Work to complete
Go to the line holding "Target: woman in white coat" in the entries below and write out exactly every line down to and including the line holding "If you could indicate the japanese".

○ ○ ○ ○ ○

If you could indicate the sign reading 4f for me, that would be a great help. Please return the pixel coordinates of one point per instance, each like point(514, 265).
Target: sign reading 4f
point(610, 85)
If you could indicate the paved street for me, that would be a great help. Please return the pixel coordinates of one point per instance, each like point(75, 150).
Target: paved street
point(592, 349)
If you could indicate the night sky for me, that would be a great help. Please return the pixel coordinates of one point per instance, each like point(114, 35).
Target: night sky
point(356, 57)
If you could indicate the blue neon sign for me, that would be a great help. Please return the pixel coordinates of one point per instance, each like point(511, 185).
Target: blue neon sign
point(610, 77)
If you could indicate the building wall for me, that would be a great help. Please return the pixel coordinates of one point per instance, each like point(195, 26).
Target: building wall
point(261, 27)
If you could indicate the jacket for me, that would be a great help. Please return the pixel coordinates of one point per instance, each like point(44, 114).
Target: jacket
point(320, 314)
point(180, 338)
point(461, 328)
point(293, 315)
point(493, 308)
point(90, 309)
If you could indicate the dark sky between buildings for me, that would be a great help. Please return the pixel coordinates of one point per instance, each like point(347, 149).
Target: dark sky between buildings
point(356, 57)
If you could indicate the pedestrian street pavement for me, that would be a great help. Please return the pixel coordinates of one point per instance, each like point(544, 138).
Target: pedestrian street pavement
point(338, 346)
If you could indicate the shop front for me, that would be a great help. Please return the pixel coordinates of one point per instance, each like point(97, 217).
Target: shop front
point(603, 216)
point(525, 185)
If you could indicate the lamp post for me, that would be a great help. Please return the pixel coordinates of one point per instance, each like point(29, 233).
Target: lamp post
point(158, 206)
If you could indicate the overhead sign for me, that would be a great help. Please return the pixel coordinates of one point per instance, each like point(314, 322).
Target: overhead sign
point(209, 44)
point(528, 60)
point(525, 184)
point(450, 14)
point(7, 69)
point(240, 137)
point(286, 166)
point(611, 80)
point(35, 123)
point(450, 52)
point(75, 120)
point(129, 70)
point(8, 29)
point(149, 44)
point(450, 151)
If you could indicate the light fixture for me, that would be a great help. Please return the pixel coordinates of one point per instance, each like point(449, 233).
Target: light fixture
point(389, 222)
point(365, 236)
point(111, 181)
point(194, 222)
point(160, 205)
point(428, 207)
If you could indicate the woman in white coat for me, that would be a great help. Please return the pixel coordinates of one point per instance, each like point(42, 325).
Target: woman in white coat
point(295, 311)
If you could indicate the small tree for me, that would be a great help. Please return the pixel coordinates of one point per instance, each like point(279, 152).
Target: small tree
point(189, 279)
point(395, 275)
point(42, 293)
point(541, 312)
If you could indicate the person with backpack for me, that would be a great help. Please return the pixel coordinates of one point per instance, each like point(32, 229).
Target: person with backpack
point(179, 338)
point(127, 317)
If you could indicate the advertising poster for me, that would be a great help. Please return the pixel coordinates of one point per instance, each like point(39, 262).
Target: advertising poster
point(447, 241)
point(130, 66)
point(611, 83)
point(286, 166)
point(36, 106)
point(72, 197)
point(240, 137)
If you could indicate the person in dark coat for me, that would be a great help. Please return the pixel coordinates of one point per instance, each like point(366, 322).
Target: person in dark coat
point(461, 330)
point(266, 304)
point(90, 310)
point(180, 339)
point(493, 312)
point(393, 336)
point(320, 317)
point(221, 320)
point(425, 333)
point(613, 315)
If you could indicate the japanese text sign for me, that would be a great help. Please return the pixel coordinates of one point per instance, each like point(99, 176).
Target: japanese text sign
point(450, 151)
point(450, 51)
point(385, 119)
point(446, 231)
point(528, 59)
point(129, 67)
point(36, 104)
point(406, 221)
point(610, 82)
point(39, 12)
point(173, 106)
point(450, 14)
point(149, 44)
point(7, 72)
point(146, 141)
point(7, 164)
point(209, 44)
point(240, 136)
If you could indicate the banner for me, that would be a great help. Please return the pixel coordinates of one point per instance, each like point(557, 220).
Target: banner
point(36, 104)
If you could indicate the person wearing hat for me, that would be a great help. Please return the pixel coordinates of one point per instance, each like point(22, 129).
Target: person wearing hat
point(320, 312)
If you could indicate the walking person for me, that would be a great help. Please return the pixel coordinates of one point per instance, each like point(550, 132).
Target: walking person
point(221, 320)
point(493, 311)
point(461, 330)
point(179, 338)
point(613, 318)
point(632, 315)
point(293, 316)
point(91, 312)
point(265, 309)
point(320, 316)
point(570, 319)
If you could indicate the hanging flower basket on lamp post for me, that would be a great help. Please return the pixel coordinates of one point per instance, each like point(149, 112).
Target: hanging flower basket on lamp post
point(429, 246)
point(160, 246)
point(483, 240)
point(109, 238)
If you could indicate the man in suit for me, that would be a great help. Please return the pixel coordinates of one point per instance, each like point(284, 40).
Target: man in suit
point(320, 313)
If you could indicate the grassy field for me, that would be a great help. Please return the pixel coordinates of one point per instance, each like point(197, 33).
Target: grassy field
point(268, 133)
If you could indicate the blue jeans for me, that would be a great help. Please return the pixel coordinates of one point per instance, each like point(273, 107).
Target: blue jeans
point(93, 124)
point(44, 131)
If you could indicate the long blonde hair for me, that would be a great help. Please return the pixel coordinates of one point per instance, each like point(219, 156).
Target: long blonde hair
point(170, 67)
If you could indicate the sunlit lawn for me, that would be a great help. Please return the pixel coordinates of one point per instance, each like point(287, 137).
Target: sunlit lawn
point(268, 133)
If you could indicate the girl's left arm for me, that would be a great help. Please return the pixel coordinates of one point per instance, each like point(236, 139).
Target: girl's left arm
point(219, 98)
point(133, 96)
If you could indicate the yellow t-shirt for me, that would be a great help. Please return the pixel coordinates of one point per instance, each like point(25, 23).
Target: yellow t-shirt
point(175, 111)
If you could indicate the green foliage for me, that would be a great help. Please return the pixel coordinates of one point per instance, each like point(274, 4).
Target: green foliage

○ ○ ○ ○ ○

Task answer
Target: woman in white coat
point(295, 311)
If you could indicate the small tree for me, that would be a great help. Please return the pixel coordinates of one point per instance, each like point(279, 152).
Target: small tree
point(189, 279)
point(395, 275)
point(42, 293)
point(541, 312)
If you could indicate the person with backpack for me, that would be a great help. Please return the pixel coordinates of one point per instance, each like point(32, 229).
Target: person with backpack
point(179, 338)
point(127, 317)
If you could indicate the advertising poster for me, that would be a great help. Please return the pixel coordinates of one point per instance, each like point(39, 262).
Target: advertising poster
point(447, 241)
point(130, 66)
point(611, 83)
point(286, 166)
point(36, 106)
point(72, 197)
point(240, 137)
If you could indicate the person in dark coat for me, that would be a great help. Please return the pixel coordinates of one point per instance, each like point(366, 322).
Target: person in dark coat
point(461, 330)
point(266, 304)
point(90, 310)
point(180, 339)
point(493, 312)
point(393, 336)
point(320, 317)
point(221, 320)
point(425, 333)
point(613, 315)
If you could indicate the japanese text sign for me, that would be a great help. Please return the pixel coordinates of one point per instance, each like point(99, 176).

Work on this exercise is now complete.